Detection examples
====

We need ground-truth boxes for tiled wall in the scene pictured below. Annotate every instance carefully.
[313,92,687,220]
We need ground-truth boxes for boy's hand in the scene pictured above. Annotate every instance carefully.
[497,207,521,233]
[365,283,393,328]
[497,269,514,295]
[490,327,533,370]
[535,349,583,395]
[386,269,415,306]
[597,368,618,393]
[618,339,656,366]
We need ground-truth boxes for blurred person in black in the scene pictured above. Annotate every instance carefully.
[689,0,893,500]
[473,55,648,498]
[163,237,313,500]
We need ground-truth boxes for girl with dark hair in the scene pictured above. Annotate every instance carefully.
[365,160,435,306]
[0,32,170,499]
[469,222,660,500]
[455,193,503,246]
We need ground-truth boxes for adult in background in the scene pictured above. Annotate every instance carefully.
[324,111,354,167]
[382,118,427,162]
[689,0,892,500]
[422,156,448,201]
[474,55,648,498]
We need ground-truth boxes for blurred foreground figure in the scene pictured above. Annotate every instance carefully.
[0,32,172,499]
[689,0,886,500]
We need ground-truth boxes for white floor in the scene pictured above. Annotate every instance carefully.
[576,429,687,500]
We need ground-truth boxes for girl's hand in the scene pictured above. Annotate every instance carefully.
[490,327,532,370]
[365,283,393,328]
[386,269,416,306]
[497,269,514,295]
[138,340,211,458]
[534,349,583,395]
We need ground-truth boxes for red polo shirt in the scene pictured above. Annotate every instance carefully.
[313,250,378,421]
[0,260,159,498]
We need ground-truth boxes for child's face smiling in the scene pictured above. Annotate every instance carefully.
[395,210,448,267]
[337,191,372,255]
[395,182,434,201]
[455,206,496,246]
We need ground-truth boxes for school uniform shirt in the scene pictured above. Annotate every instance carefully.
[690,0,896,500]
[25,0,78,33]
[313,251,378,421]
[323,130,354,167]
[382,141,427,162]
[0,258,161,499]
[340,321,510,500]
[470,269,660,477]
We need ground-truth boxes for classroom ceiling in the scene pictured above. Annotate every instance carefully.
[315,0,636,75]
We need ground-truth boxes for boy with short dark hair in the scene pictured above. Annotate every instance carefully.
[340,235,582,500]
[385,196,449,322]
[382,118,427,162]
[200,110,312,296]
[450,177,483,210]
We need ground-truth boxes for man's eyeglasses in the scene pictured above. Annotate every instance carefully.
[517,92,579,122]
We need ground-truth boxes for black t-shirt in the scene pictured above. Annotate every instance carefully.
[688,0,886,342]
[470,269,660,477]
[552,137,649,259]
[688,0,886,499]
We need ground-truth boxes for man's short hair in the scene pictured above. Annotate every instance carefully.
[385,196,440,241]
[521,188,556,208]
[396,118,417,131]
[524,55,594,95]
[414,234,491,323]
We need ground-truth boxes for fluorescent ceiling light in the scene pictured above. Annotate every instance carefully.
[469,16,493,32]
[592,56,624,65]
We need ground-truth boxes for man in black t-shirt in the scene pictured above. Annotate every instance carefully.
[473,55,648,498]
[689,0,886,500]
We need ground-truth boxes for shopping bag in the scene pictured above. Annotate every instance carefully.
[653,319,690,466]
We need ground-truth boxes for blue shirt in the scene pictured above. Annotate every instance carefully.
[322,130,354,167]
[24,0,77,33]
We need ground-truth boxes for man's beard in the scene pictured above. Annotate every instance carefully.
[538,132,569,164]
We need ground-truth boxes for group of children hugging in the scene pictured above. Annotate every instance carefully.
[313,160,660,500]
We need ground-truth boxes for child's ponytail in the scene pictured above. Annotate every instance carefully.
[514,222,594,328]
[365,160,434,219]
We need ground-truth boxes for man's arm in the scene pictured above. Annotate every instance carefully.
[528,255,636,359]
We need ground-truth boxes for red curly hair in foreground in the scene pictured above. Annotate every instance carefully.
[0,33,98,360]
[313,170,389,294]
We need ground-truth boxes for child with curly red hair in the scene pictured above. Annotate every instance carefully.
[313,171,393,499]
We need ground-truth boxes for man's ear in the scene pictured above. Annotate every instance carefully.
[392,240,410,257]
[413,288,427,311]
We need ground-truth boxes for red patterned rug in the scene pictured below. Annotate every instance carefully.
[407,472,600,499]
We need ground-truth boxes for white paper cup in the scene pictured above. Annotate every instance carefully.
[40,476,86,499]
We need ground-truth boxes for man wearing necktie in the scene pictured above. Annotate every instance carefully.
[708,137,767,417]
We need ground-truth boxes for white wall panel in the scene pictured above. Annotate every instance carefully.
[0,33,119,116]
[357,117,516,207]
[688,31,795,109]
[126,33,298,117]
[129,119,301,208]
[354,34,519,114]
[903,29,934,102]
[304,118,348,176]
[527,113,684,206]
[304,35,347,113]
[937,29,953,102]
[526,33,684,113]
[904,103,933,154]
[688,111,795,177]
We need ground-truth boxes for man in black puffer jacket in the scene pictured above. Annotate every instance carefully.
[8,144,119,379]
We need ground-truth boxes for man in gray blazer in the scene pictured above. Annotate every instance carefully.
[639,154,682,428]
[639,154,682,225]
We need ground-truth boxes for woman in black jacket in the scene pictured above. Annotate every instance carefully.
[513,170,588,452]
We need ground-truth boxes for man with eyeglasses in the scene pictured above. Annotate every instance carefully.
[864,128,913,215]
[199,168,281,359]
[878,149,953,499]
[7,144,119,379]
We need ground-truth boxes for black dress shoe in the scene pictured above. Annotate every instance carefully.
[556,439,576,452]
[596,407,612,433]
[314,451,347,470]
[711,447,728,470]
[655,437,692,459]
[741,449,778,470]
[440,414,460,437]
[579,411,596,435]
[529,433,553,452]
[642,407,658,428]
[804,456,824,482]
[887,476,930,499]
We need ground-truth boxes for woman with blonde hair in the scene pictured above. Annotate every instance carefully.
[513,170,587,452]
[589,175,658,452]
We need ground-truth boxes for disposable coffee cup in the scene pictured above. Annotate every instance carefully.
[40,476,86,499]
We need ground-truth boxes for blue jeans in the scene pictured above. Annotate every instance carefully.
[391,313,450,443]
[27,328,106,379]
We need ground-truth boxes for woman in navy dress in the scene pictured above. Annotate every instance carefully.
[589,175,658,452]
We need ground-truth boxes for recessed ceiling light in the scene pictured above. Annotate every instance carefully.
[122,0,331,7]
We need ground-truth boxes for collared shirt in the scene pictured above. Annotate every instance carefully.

====

— Task goal —
Please copy all of the records above line for line, without changing anything.

— Written reply —
We need ground-truth boxes for tiled wall in the scene pictured below. Annotate every instance carefully.
[313,92,687,220]
We need ground-truth boxes for boy's hand in the scene pictured above. Annotate every instance carefully.
[497,207,521,233]
[365,283,393,328]
[497,269,514,295]
[490,327,533,370]
[535,349,583,395]
[386,269,415,306]
[597,368,618,393]
[618,339,656,366]
We need ground-truth boxes for blurred person in black in the scene pictured above. Annotate every instance carefully.
[689,0,893,500]
[473,55,648,498]
[163,237,313,500]
We need ground-truth boxes for girl with dark hair in the scene pictured above. Annotate every instance carefully.
[365,160,435,306]
[0,32,170,499]
[469,222,660,500]
[455,193,503,246]
We need ground-truth boxes for adult in background in the scene pictured above. Annotate every instance carefully.
[324,111,354,167]
[382,118,427,162]
[689,0,892,500]
[422,156,448,201]
[474,55,648,498]
We need ground-truth boxes for blurred foreground figure in the scene pictured above. Annotate every instance carefully.
[0,32,172,499]
[689,0,886,500]
We need ground-truth boxes for white floor in the scene pictured above. Annotate every instance carefully.
[576,429,687,500]
We need ground-truth boxes for girl's hand in the scene pictured above. Annotate every instance carefully.
[490,327,532,370]
[365,283,393,328]
[386,269,416,306]
[497,269,514,295]
[138,340,211,458]
[534,349,583,395]
We need ground-truth boxes for red polo shirt in the scene pictured above. Annotate every instance carefully.
[313,250,378,421]
[0,260,159,498]
We need ground-truth boxes for child's face smiling in the scene pictured above. Annotate every instance carefully.
[395,210,448,267]
[337,191,372,255]
[395,182,434,201]
[455,206,496,246]
We need ground-truth boxes for school uniform shirt in the scene pictured above. Annotate every instance carefully.
[690,0,896,500]
[25,0,78,33]
[313,251,378,421]
[323,130,354,167]
[382,141,427,162]
[0,258,161,499]
[340,321,510,500]
[470,269,660,477]
We need ground-truth boxes for classroom ceiling in the scene pictured above. Annotate every instance carefully.
[315,0,636,75]
We need ground-truth boxes for boy with short dark hair in the scene pictured above. Annotate every instance carefully.
[340,235,582,500]
[385,196,449,322]
[382,118,427,162]
[200,110,312,296]
[450,177,483,210]
We need ground-truth boxes for man's eyeglasses in the scene pictured above. Annotate every instance carefully.
[517,92,579,122]
We need ground-truth boxes for black t-shirt in the scene pictured above. Annotate every instance carefully.
[688,0,886,342]
[470,269,660,477]
[552,137,649,259]
[688,0,886,499]
We need ground-truth boxes for man's short hair in the scene pictured above. Annotate every instance carefully.
[385,196,440,241]
[521,188,556,208]
[396,118,417,131]
[524,55,594,95]
[414,234,491,323]
We need ground-truth boxes for fluorescent ceiling light in the scene pictured above. Annotate every instance carefully.
[469,16,493,32]
[592,56,624,65]
We need ground-truth boxes for man in black t-shirt in the scene pictured above. Annotate every instance carefully.
[473,55,648,498]
[689,0,886,500]
We need ground-truth boxes for shopping bag in the scene pictured above. Annotate every instance carefully.
[653,319,690,466]
We need ground-truth boxes for blue shirt in the scene pictured above. Annotate every instance carefully.
[322,130,354,167]
[24,0,77,33]
We need ground-truth boxes for man's beard in the scene pictured above. Annotate every instance carefully.
[538,132,569,164]
We need ground-truth boxes for group of children hugging in the scene pictured above. Annotate every instance carefully.
[313,160,660,500]
We need ground-truth boxes for child's ponytail in the scene pictured above. Annotate every instance carefully.
[514,222,594,328]
[365,160,434,219]
We need ground-truth boxes for man's arm in the scene pictured above. Annotate every instance carefully.
[528,255,636,359]
We need ground-truth boxes for red curly hair in foreground in the scene pictured above. Annotate every instance carefully.
[0,33,98,360]
[313,170,389,294]
We need ground-truth boxes for child with curly red hair in the scene pictured above. Annotate every instance carefully.
[313,171,393,499]
We need ground-truth boxes for man's ear in the scene pictured above. Annotate every instance carefully.
[392,240,410,257]
[413,288,427,311]
We need ground-truth boxes for red patterned rug in the scene pictured below. Annotate every instance carefully.
[407,472,600,499]
We need ground-truth boxes for white paper cup in the scene pictured above. Annotate every instance carefully.
[40,476,86,499]
We need ground-truth boxes for man wearing necktie in the scene pictured above. Annotate every instance carefully.
[708,137,767,417]
We need ground-truth boxes for white wall panel in the scene pictured above. Annotate every instance carefully.
[0,33,119,116]
[357,117,516,207]
[688,31,795,109]
[126,33,298,117]
[129,119,301,208]
[354,34,519,114]
[903,29,934,102]
[304,118,348,176]
[527,113,684,206]
[304,35,347,113]
[937,29,953,102]
[526,33,684,113]
[904,103,933,154]
[688,111,795,177]
We need ground-truth boxes for man in black puffer jacket in the scene pictured above. Annotate every instance carefully.
[8,144,119,379]
We need ground-truth boxes for man in gray blazer in the scene pictured above. Annotate every instance carefully.
[639,154,682,428]
[639,154,682,225]
We need ground-truth boxes for woman in black jacket in the scene pictured above. Annotate every instance carefully.
[513,170,588,452]
We need ground-truth boxes for man with eyeglasses in the scene pictured above. Annotate every instance carefully.
[864,128,913,215]
[199,168,281,359]
[878,149,953,499]
[7,144,119,379]
We need ground-truth boxes for black dress shoe in the scene pictured above. Annotate every instance carefully.
[556,439,576,452]
[596,407,612,433]
[314,451,347,470]
[711,447,728,470]
[655,437,692,459]
[741,449,778,470]
[440,414,460,437]
[579,411,596,435]
[529,433,553,452]
[642,407,658,428]
[804,456,824,482]
[887,476,930,499]
We need ground-truth boxes for woman with blonde hair in the scene pictured above. Annotate every instance carefully.
[513,170,587,452]
[589,175,658,452]
We need ground-truth boxes for disposable coffee cup in the scene pictured above. Annotate every instance carefully.
[40,476,86,499]
We need ground-truth boxes for blue jeans in the scene pictured above. Annotate every instance carefully.
[391,313,450,443]
[27,328,106,379]
We need ground-truth boxes for woman in navy dress in the scene pictured above. Annotate every instance carefully.
[589,175,658,452]
We need ground-truth boxes for recessed ceiling light in the scene pictured above. Annotate every instance carefully.
[122,0,331,7]
We need ground-truth boxes for collared shirt in the scene pictured above. Annotate every instance carefully.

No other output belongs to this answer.